**Data to process**
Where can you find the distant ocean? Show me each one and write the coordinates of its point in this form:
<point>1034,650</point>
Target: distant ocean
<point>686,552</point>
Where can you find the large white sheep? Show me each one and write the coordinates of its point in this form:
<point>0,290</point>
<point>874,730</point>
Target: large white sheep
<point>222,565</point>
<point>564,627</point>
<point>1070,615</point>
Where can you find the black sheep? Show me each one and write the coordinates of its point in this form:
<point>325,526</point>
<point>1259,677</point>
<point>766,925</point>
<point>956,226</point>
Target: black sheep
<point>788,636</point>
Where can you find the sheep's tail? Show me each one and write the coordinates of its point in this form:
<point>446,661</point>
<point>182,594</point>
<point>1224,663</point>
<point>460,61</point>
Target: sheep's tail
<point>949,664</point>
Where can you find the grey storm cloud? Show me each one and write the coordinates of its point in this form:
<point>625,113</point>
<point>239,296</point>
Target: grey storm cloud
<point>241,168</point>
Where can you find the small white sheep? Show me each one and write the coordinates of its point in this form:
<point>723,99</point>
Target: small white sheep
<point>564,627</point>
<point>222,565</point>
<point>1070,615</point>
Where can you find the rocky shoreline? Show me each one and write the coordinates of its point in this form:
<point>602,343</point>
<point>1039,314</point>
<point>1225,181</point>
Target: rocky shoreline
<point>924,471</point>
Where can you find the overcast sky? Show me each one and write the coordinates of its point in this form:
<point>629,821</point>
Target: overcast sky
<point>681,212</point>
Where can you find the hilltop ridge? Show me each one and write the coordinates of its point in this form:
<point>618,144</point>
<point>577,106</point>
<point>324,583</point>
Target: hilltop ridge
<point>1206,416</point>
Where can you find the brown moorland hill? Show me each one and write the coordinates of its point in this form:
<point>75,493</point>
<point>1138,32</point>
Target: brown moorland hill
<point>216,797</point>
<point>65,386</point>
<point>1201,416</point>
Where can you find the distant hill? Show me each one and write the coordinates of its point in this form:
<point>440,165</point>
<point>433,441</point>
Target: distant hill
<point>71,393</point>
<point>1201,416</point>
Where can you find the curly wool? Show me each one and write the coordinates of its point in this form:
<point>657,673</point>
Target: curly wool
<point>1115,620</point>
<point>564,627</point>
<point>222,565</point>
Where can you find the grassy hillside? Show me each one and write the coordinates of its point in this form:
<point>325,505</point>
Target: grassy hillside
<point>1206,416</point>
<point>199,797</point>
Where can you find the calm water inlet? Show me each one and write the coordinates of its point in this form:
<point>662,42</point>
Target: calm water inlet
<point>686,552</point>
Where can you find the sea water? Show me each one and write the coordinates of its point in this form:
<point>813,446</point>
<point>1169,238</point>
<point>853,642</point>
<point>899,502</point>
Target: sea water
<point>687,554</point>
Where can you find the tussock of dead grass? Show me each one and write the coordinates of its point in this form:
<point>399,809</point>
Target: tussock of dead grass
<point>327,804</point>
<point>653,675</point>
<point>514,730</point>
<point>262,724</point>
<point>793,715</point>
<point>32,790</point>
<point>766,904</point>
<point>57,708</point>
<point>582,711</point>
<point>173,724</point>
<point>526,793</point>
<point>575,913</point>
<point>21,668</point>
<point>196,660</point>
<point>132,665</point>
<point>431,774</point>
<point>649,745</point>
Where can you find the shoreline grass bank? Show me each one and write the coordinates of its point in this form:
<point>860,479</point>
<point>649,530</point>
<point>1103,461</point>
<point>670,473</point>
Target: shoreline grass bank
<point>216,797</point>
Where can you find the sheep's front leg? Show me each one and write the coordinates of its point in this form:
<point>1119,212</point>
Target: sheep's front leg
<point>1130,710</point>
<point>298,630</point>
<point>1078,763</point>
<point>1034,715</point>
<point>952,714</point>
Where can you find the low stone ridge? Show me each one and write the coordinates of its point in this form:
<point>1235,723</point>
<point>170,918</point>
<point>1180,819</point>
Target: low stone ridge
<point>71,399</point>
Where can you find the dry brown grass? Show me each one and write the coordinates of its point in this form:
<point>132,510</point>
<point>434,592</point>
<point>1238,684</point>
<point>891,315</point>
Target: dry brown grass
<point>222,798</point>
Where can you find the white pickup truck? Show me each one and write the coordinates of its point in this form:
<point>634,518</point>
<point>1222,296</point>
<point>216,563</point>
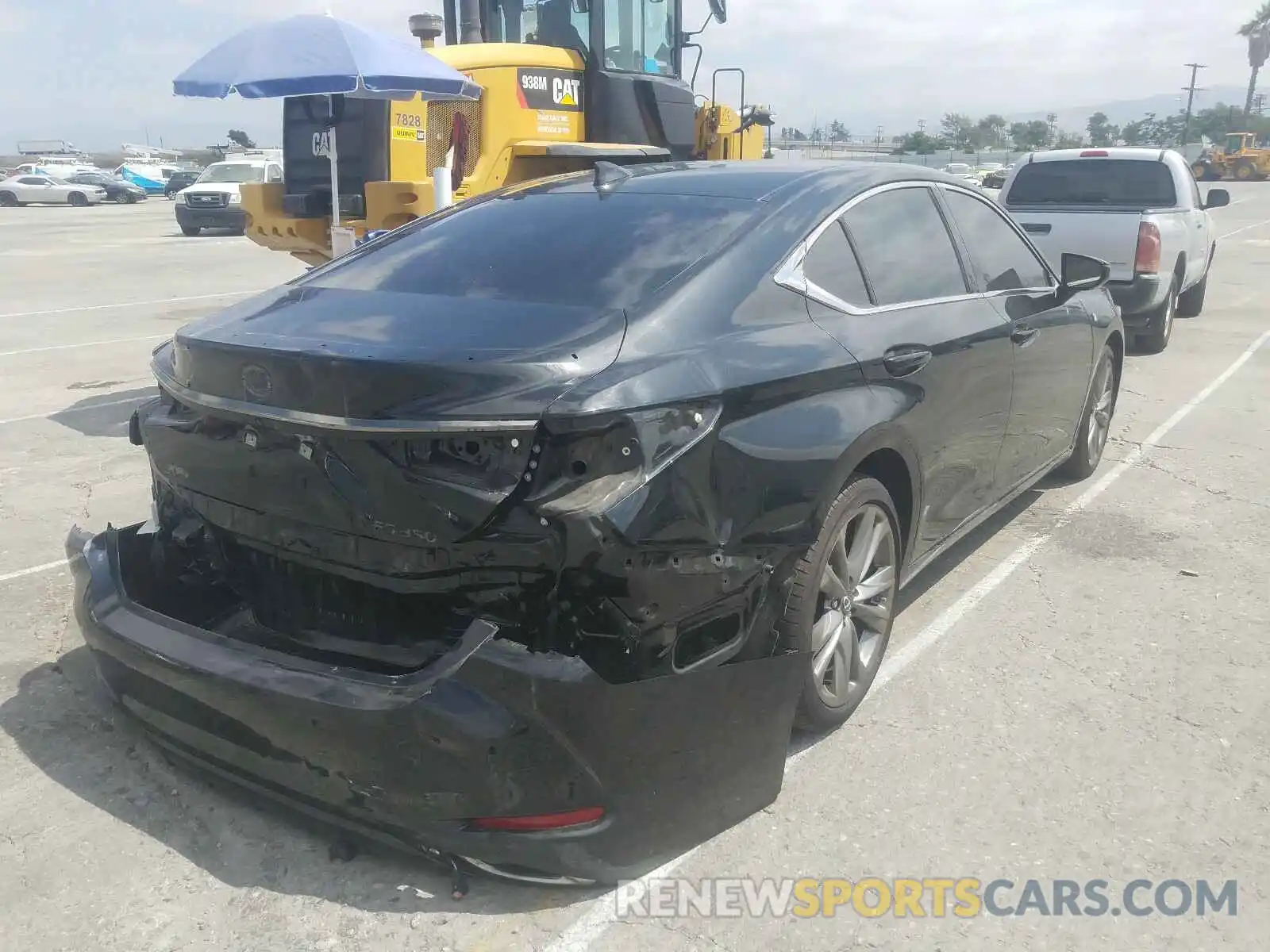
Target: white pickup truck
<point>1140,211</point>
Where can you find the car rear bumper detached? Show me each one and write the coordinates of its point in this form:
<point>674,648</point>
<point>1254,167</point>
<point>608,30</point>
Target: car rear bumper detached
<point>1137,298</point>
<point>211,217</point>
<point>488,730</point>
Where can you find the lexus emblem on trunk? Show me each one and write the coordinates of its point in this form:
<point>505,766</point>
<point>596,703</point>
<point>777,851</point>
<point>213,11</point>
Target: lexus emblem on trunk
<point>257,382</point>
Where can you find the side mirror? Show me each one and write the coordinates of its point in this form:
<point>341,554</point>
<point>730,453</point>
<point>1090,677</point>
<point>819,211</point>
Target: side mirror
<point>1081,273</point>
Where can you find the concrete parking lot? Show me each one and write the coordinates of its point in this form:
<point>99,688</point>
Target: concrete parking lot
<point>1080,692</point>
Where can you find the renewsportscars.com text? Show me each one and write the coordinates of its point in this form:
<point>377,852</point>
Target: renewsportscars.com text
<point>920,898</point>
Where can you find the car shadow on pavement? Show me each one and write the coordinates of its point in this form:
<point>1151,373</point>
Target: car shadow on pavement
<point>106,416</point>
<point>65,724</point>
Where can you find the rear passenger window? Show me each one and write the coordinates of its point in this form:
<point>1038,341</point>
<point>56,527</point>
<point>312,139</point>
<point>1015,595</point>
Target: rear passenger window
<point>832,266</point>
<point>906,248</point>
<point>1003,259</point>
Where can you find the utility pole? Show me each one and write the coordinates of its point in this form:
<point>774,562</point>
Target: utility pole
<point>1191,98</point>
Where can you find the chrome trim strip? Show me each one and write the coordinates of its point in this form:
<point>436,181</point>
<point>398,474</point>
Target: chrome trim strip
<point>340,424</point>
<point>544,880</point>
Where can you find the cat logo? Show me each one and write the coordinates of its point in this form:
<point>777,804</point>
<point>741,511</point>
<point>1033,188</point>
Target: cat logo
<point>550,89</point>
<point>565,90</point>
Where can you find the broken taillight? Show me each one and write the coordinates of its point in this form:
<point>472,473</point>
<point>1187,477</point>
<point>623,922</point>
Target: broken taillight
<point>594,466</point>
<point>1147,260</point>
<point>541,822</point>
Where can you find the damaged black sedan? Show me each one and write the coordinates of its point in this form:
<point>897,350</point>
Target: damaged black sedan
<point>524,533</point>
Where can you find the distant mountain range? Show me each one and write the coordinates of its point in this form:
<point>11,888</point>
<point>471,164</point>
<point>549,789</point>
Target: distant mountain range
<point>1123,111</point>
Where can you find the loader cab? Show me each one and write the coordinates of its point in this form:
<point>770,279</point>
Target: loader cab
<point>633,90</point>
<point>1238,141</point>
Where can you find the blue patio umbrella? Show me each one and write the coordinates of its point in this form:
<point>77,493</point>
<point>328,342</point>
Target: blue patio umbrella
<point>321,55</point>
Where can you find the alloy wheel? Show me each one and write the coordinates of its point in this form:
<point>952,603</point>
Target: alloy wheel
<point>854,612</point>
<point>1100,419</point>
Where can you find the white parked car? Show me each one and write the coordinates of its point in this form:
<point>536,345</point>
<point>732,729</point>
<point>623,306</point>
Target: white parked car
<point>963,171</point>
<point>1140,211</point>
<point>44,190</point>
<point>215,201</point>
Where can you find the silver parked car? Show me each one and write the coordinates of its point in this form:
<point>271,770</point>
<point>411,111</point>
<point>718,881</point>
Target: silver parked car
<point>44,190</point>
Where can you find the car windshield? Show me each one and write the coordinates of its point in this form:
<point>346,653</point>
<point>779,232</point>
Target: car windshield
<point>1128,183</point>
<point>573,249</point>
<point>233,171</point>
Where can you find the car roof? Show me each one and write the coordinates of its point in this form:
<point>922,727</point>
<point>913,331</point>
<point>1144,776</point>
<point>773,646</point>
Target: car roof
<point>1092,152</point>
<point>755,181</point>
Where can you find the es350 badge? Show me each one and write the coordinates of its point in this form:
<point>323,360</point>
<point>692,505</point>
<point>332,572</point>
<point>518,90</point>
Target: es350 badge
<point>550,89</point>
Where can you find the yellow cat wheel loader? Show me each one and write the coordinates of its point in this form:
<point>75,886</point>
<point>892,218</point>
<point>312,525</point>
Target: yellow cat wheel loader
<point>1241,159</point>
<point>564,84</point>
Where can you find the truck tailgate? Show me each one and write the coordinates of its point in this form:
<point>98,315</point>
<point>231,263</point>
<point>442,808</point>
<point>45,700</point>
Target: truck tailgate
<point>1110,235</point>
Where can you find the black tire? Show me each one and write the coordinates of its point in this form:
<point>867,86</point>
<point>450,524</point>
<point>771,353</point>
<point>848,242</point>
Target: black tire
<point>1191,302</point>
<point>863,498</point>
<point>1091,436</point>
<point>1160,327</point>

**Exercise directions**
Repeat, without any change, the part of the items above that opens with the line containing "Where can you find the chrome" and closes with the line containing "<point>565,90</point>", including both of those lines.

**Written answer**
Where can you find the chrome trim strip? Show me each one and write the coordinates of its point in this form:
<point>436,181</point>
<point>398,474</point>
Target: chrome trim strip
<point>340,424</point>
<point>544,880</point>
Where can you find the cat logo? Show me each one and write the coordinates of its point in this form:
<point>777,804</point>
<point>741,511</point>
<point>1033,188</point>
Target: cat logo
<point>550,89</point>
<point>565,90</point>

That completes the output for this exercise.